▶ STUDY TEXT:
####################
Fly fishing often through the pandemic allowed extra time for thought and reflection on what matters in life. 2020 was a mixed bag of emotion. Sadness when several friends died. Sorrow for those who have a hard time coping with isolation. And selfishness as I slipped away to the river instead of sharing in household duties or meeting a deadline at work.Alone on the water, I fished. But more than that, I walked upstream to see what was around the corner. I spent more time flipping rocks and studying bugs. I took photos of birds. I spent time doing things I would have passed up if my time on the river was more limited. Looking back, I was crossing things off my “Someday I’ll Do” list.
As a former fishing and hunting guide, I would offer pieces of sage advice to clients new to the outdoors. A favorite quip was ‘The more you look, the more you see’. During this past year, I observed more and saw more, while my curiosity grew larger than ever before.
Watching trout is as addictive as angling for them.
Recently, curiosity caused me to abandon good citizenry and trespass by walking the railroad tracks. In the past, I have made an effort to be law abiding. However, after hearing about a deep green spring hole at the bottom of some cliffs that had large brown trout in it, I squeezed through the barb wire and stomped past the signs threatening prosecution, to see the trout oasis for myself. The spring was as described with shimmer green water and spooky trout cruising in its depths.
There is no going back now. I’m a law breaker, a bad housekeeper, and uninterested in my day job. The pursuit of good fishing and big adventures, combined with COVID’s lessons of the fragility of life, have permanently altered my behavior and life’s trajectory. I have removed “someday” from my vocabulary and replaced it with “soon”. I encourage you to do the same.
####################
Point-per-instance localization data
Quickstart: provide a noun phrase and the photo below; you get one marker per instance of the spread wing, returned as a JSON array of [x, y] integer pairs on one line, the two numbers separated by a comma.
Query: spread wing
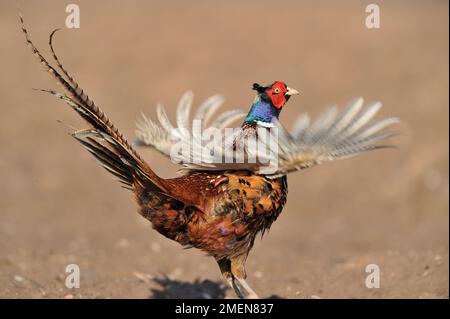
[[334, 135], [163, 136]]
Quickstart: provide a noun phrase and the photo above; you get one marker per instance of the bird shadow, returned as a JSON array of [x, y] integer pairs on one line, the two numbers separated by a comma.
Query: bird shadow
[[177, 289], [199, 289]]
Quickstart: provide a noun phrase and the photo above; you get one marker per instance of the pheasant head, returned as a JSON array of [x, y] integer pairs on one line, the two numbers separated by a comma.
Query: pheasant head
[[268, 102]]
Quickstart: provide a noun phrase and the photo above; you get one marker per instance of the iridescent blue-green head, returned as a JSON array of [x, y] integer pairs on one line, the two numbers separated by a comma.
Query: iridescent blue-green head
[[269, 101]]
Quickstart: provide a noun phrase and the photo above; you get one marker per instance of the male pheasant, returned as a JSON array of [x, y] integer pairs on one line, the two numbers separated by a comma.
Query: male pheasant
[[218, 207]]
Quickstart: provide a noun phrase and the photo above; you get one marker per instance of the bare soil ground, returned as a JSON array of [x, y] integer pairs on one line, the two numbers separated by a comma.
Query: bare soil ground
[[390, 208]]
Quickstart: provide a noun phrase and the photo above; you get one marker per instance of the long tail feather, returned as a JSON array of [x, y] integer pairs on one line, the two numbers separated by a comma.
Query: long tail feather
[[104, 140]]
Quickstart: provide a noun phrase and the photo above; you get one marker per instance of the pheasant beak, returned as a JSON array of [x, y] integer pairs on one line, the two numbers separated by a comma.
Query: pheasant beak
[[291, 91]]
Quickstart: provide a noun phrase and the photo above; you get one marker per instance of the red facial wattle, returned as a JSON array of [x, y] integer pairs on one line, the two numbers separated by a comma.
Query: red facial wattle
[[277, 94]]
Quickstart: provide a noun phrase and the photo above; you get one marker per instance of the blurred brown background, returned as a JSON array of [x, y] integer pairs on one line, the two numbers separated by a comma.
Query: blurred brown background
[[57, 206]]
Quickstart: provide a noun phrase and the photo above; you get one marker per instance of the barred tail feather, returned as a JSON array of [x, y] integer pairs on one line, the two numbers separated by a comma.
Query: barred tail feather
[[104, 140]]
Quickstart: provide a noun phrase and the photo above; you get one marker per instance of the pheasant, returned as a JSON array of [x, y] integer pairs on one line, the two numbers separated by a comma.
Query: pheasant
[[218, 206]]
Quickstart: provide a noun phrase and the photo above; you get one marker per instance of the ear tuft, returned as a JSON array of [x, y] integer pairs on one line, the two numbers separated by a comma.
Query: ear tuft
[[258, 88]]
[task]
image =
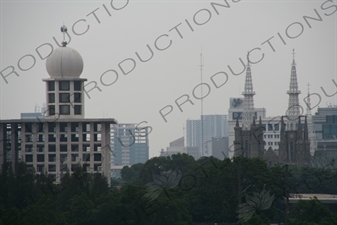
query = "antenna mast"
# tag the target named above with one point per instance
(202, 105)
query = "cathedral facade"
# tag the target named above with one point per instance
(294, 145)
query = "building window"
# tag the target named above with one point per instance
(77, 109)
(63, 158)
(97, 137)
(74, 127)
(64, 97)
(29, 148)
(63, 138)
(51, 127)
(75, 158)
(29, 158)
(39, 127)
(40, 148)
(74, 148)
(77, 97)
(51, 110)
(86, 137)
(86, 148)
(51, 158)
(63, 127)
(51, 86)
(97, 127)
(29, 138)
(40, 168)
(74, 137)
(40, 158)
(85, 127)
(97, 157)
(63, 148)
(51, 168)
(64, 109)
(77, 85)
(277, 127)
(51, 137)
(39, 138)
(64, 85)
(86, 157)
(51, 98)
(264, 126)
(51, 148)
(29, 127)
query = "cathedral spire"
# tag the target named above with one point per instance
(248, 102)
(293, 111)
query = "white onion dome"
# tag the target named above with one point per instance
(64, 62)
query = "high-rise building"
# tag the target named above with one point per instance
(211, 126)
(63, 139)
(129, 144)
(325, 128)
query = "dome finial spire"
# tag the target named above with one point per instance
(64, 30)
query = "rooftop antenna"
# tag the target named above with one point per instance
(202, 105)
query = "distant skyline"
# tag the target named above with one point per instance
(114, 37)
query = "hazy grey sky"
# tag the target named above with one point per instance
(225, 34)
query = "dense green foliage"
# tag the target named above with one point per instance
(168, 190)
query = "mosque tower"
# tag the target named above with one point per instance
(64, 88)
(293, 111)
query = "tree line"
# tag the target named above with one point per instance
(169, 190)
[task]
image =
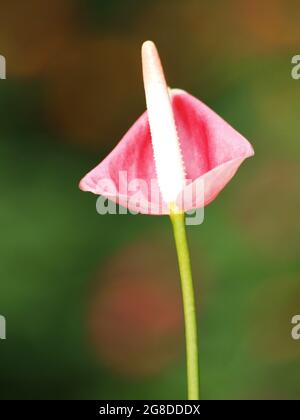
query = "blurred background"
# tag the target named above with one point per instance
(92, 303)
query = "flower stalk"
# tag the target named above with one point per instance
(189, 307)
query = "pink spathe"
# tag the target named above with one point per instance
(212, 151)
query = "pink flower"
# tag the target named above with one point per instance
(187, 163)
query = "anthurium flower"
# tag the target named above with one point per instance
(185, 146)
(176, 157)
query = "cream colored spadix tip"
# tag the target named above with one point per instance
(166, 148)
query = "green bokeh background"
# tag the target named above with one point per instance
(73, 88)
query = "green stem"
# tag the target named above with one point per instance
(189, 308)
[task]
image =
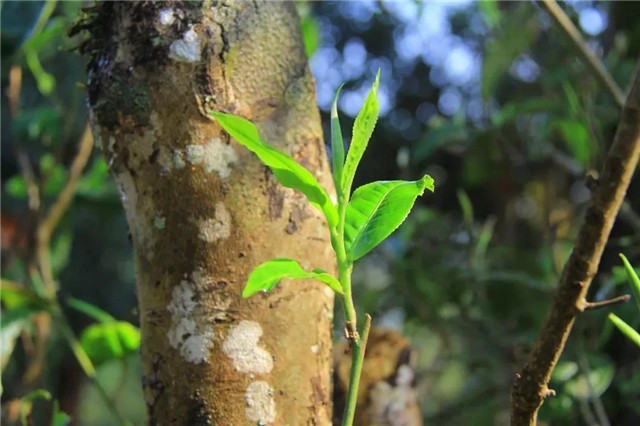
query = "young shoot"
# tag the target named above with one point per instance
(357, 223)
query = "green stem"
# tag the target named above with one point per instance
(358, 348)
(86, 364)
(359, 343)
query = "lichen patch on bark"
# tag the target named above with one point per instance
(166, 16)
(186, 49)
(213, 156)
(193, 340)
(261, 407)
(217, 227)
(241, 345)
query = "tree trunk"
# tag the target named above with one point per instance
(203, 211)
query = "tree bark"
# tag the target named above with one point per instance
(531, 385)
(203, 211)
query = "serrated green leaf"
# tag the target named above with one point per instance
(110, 340)
(625, 328)
(266, 276)
(337, 145)
(376, 210)
(362, 130)
(287, 171)
(635, 280)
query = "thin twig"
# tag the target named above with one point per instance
(530, 387)
(60, 206)
(580, 44)
(605, 303)
(358, 346)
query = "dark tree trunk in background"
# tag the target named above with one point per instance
(203, 211)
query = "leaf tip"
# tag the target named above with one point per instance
(334, 106)
(427, 182)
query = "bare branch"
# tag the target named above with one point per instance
(530, 387)
(605, 303)
(59, 207)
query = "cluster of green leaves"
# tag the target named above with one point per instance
(357, 223)
(625, 328)
(105, 340)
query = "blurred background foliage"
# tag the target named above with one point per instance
(488, 98)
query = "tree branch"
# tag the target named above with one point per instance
(594, 63)
(59, 207)
(530, 387)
####################
▶ WORK INSTRUCTION A: According to the fly fishing essay, what changed the writer's behavior and life's trajectory for good?
▶ WORK INSTRUCTION B: In the fly fishing essay, what favorite quip did the writer offer clients as a fishing and hunting guide?
The records are separate material and have no connection to the fly fishing essay.

▶ ANSWER SPACE A: The pursuit of good fishing and big adventures, combined with COVID's lessons about the fragility of life, permanently altered the writer's behavior and life's trajectory. As a result, the writer removed "someday" from their vocabulary and replaced it with "soon."

▶ ANSWER SPACE B: "The more you look, the more you see."